**Assigned task**
Each line from the one that contains "Could you point out the yellow banner" to the end of the entries must be copied word for word, and only those lines.

Point localization data
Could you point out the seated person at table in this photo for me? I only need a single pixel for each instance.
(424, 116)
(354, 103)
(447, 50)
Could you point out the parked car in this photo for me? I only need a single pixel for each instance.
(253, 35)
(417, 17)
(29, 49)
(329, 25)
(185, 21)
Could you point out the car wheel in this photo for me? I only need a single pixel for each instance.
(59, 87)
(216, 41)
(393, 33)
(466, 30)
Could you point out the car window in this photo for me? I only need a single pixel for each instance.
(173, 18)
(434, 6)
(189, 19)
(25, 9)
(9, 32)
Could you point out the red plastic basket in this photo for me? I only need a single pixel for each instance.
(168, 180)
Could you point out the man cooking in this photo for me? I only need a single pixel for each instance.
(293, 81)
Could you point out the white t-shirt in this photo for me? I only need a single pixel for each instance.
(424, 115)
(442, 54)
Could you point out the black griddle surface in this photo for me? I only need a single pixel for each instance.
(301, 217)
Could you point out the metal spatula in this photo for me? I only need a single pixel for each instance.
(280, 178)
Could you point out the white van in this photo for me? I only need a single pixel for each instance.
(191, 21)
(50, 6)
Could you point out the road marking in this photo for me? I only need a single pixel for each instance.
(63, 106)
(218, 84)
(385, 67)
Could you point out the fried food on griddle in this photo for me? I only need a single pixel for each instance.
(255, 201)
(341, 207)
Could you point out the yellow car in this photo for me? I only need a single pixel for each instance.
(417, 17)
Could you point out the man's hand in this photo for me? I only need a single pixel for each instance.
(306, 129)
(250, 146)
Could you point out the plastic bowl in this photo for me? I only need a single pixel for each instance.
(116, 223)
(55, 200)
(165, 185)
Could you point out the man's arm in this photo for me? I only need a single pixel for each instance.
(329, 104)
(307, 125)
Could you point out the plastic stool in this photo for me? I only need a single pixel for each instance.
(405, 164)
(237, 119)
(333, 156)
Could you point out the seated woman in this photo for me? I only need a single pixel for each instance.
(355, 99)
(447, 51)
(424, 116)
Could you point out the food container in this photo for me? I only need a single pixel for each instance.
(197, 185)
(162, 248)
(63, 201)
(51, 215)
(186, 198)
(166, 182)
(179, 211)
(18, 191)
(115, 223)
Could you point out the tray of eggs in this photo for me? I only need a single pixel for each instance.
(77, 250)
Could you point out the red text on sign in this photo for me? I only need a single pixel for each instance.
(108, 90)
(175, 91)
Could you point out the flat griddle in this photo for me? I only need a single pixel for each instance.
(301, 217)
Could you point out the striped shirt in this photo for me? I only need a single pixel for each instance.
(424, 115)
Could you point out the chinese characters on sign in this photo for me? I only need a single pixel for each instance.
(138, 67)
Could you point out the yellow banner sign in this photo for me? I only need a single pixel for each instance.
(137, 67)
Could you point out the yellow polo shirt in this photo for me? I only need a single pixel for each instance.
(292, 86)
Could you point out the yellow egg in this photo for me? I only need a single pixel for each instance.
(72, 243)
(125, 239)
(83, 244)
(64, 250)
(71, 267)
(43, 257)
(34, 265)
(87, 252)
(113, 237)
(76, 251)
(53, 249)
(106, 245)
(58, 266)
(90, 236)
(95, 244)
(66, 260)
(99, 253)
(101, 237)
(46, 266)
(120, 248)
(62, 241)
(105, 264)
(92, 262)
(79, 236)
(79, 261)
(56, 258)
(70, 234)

**Task solution**
Could you point out the yellow banner sign in this photo for me? I only need a single pixel for each instance.
(137, 67)
Could you point out the yellow polo shirt in this photo for me? I only need a single pixel for each instance.
(292, 86)
Could you point out the yellow egg in this photo for me? I only need a single pixel for each instance.
(72, 243)
(125, 239)
(83, 244)
(64, 250)
(71, 267)
(43, 257)
(34, 265)
(87, 252)
(113, 237)
(76, 251)
(53, 249)
(106, 245)
(58, 266)
(90, 236)
(95, 244)
(66, 260)
(99, 253)
(101, 237)
(46, 266)
(120, 248)
(62, 241)
(105, 264)
(92, 262)
(79, 236)
(79, 261)
(56, 258)
(70, 234)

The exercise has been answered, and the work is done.